| What the exercise asks |
Collect all lines from the records below that include the word "front".

(Text-to-region grounding data)
== Segment start ==
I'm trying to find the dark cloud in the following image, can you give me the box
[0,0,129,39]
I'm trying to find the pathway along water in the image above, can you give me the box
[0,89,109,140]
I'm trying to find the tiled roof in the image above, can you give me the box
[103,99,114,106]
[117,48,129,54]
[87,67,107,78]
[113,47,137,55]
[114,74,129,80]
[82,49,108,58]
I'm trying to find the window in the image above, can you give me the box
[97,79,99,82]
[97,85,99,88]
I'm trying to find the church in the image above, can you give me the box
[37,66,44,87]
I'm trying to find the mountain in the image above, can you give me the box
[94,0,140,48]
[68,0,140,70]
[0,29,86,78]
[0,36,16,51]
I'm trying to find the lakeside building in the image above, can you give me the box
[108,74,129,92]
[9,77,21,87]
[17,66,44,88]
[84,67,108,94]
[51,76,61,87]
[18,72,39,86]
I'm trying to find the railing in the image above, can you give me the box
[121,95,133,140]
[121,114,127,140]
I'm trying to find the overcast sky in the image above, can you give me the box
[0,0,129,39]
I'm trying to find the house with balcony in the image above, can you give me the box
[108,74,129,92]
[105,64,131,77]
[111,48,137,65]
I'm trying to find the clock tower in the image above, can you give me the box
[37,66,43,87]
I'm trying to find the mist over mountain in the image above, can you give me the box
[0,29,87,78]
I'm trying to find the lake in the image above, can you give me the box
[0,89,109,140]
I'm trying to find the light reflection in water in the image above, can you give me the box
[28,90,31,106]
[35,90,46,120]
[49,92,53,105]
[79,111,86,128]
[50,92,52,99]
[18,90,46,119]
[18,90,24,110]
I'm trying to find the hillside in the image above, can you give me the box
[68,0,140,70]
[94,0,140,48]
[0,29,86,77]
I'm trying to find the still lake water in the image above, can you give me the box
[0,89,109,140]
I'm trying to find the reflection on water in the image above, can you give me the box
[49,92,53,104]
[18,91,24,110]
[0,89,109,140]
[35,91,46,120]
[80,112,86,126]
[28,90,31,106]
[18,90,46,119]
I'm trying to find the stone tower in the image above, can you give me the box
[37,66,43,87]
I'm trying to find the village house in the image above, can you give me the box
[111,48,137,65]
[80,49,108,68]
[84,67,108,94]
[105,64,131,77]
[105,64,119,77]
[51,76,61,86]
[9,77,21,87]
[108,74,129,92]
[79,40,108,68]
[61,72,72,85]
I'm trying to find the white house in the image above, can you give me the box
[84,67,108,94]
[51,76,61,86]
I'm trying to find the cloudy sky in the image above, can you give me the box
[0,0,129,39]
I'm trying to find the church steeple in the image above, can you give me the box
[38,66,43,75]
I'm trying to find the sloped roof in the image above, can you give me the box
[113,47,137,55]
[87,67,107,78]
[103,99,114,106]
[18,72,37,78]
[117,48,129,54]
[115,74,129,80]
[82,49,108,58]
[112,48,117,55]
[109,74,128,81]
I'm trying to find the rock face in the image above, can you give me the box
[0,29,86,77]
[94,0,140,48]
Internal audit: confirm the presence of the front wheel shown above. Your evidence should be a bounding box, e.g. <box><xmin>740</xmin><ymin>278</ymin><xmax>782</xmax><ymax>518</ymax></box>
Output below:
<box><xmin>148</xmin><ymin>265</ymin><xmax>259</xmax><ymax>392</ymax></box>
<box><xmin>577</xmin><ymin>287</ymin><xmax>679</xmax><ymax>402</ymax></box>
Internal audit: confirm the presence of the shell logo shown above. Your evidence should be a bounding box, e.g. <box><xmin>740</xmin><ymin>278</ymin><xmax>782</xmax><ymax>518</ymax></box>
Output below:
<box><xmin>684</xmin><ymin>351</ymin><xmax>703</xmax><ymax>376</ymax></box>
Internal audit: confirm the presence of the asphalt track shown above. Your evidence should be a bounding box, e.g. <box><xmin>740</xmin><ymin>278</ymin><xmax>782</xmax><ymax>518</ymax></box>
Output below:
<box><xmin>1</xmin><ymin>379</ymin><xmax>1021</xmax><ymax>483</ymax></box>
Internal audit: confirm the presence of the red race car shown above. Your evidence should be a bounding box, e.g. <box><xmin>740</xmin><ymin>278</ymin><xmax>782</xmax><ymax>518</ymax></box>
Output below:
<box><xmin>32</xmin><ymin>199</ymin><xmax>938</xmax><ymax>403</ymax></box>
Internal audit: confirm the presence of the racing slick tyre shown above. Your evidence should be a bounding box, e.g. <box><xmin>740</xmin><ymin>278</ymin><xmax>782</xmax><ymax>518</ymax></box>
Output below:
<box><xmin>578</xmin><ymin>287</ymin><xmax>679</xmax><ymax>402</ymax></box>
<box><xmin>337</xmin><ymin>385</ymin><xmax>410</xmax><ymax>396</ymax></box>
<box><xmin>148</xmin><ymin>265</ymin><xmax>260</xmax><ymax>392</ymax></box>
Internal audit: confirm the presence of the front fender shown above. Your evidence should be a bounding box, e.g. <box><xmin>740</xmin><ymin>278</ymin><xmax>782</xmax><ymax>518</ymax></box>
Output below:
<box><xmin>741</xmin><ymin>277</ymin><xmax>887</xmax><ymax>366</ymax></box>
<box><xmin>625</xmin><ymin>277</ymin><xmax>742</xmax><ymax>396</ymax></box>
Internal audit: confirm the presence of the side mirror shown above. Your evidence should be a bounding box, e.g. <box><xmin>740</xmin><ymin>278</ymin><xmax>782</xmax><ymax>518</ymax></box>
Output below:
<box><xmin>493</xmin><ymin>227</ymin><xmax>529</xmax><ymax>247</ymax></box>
== Segment end ==
| Output of the task |
Internal audit: confirm the presence of the front wheel shown above. Your evidence should be a bounding box, e.g. <box><xmin>740</xmin><ymin>278</ymin><xmax>782</xmax><ymax>518</ymax></box>
Internal audit: confirm the presence of the front fender shown above. Your evidence should be a bounding box, e.g. <box><xmin>740</xmin><ymin>278</ymin><xmax>782</xmax><ymax>518</ymax></box>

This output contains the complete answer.